- [SHORT EXERCISE] Copy out all of the data below word for word, leaving out the picture.

- [RECORDS FOR THE EXERCISE]
start

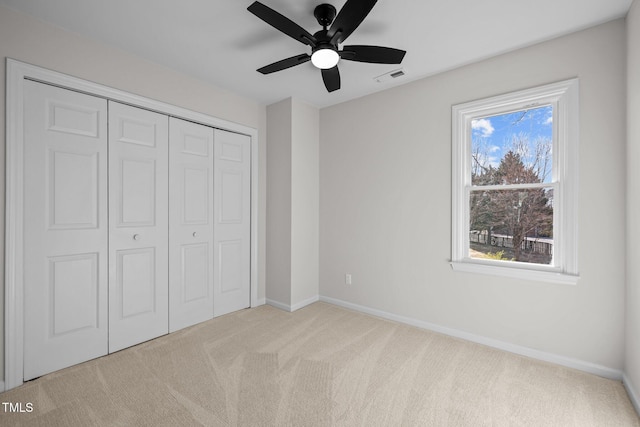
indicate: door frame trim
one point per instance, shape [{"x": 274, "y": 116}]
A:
[{"x": 17, "y": 72}]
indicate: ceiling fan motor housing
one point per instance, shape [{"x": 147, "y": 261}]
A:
[{"x": 325, "y": 14}]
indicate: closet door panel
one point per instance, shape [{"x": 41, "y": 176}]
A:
[
  {"x": 232, "y": 222},
  {"x": 138, "y": 225},
  {"x": 65, "y": 232},
  {"x": 191, "y": 224}
]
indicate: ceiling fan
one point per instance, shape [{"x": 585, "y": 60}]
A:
[{"x": 325, "y": 53}]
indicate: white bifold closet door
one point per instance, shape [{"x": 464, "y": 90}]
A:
[
  {"x": 232, "y": 222},
  {"x": 65, "y": 228},
  {"x": 191, "y": 224},
  {"x": 210, "y": 202},
  {"x": 114, "y": 253},
  {"x": 138, "y": 225}
]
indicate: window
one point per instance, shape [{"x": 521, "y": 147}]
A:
[{"x": 514, "y": 182}]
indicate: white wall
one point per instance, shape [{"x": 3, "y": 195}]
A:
[
  {"x": 279, "y": 202},
  {"x": 32, "y": 41},
  {"x": 305, "y": 207},
  {"x": 632, "y": 359},
  {"x": 385, "y": 204},
  {"x": 293, "y": 204}
]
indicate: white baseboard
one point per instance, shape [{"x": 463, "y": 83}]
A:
[
  {"x": 305, "y": 303},
  {"x": 569, "y": 362},
  {"x": 294, "y": 307},
  {"x": 278, "y": 304},
  {"x": 632, "y": 392}
]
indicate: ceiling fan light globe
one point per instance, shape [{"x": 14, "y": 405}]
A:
[{"x": 325, "y": 58}]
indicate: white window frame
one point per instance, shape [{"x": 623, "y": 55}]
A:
[{"x": 563, "y": 96}]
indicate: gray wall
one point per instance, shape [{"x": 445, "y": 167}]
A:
[
  {"x": 632, "y": 361},
  {"x": 385, "y": 204},
  {"x": 32, "y": 41}
]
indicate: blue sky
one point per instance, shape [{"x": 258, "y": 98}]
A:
[{"x": 494, "y": 134}]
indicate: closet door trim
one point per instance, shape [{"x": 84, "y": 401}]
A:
[{"x": 16, "y": 73}]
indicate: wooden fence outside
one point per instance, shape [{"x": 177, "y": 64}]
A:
[{"x": 530, "y": 244}]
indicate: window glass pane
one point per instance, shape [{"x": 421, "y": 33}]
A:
[
  {"x": 512, "y": 225},
  {"x": 512, "y": 148}
]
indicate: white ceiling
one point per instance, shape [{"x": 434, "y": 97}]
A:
[{"x": 220, "y": 42}]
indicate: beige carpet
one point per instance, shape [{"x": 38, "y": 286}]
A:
[{"x": 320, "y": 366}]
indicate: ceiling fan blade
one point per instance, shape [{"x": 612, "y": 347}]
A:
[
  {"x": 331, "y": 78},
  {"x": 281, "y": 23},
  {"x": 374, "y": 54},
  {"x": 349, "y": 18},
  {"x": 285, "y": 63}
]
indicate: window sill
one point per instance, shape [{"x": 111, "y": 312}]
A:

end

- [SOLVED EXERCISE]
indicate: door frame trim
one point per instance, shape [{"x": 274, "y": 116}]
A:
[{"x": 17, "y": 72}]
indicate: ceiling fan motor housing
one point per instance, shape [{"x": 147, "y": 261}]
A:
[{"x": 325, "y": 14}]
indicate: closet door panel
one point per instance, shape [{"x": 41, "y": 176}]
A:
[
  {"x": 232, "y": 222},
  {"x": 138, "y": 225},
  {"x": 65, "y": 232},
  {"x": 191, "y": 224}
]
indicate: ceiling fan
one point per instance, shape [{"x": 585, "y": 60}]
A:
[{"x": 325, "y": 53}]
indicate: white bifold closet door
one point per instance, shape [{"x": 464, "y": 90}]
A:
[
  {"x": 232, "y": 222},
  {"x": 65, "y": 228},
  {"x": 191, "y": 224},
  {"x": 210, "y": 202},
  {"x": 114, "y": 253},
  {"x": 138, "y": 225}
]
indicate: window
one point per instance, shape [{"x": 521, "y": 147}]
A:
[{"x": 514, "y": 182}]
indicate: white wall
one point per instance, shape [{"x": 3, "y": 195}]
A:
[
  {"x": 279, "y": 202},
  {"x": 32, "y": 41},
  {"x": 305, "y": 207},
  {"x": 632, "y": 359},
  {"x": 385, "y": 204},
  {"x": 293, "y": 204}
]
indicate: white baseboard
one point per instance, shape [{"x": 463, "y": 83}]
A:
[
  {"x": 305, "y": 303},
  {"x": 569, "y": 362},
  {"x": 294, "y": 307},
  {"x": 278, "y": 304},
  {"x": 632, "y": 392}
]
indicate: ceiling fan light globe
one point per instance, shape [{"x": 14, "y": 405}]
A:
[{"x": 325, "y": 58}]
indicate: white window frame
one point per instance, shape [{"x": 623, "y": 55}]
A:
[{"x": 563, "y": 96}]
indicate: gray wall
one point per instance, shape [{"x": 445, "y": 167}]
A:
[
  {"x": 632, "y": 361},
  {"x": 385, "y": 204},
  {"x": 32, "y": 41}
]
indicate: blue sky
one point per instance, shape [{"x": 258, "y": 98}]
A:
[{"x": 494, "y": 134}]
indicate: closet door trim
one point per instance, shape [{"x": 84, "y": 401}]
A:
[{"x": 16, "y": 73}]
indicate: wooden fence outside
one point per instance, shape [{"x": 177, "y": 64}]
A:
[{"x": 530, "y": 244}]
indicate: window glass pane
one point per instance, shape [{"x": 421, "y": 33}]
A:
[
  {"x": 512, "y": 225},
  {"x": 512, "y": 148}
]
indicate: white ceiling
one point per instance, shape [{"x": 434, "y": 97}]
A:
[{"x": 220, "y": 42}]
indicate: beige carpet
one point per instance, shape [{"x": 38, "y": 286}]
A:
[{"x": 320, "y": 366}]
indicate: ceiling fan blade
one point per instance, shape [{"x": 612, "y": 347}]
A:
[
  {"x": 331, "y": 78},
  {"x": 281, "y": 23},
  {"x": 374, "y": 54},
  {"x": 349, "y": 18},
  {"x": 285, "y": 63}
]
indicate: window sill
one point per instance, shape [{"x": 111, "y": 312}]
A:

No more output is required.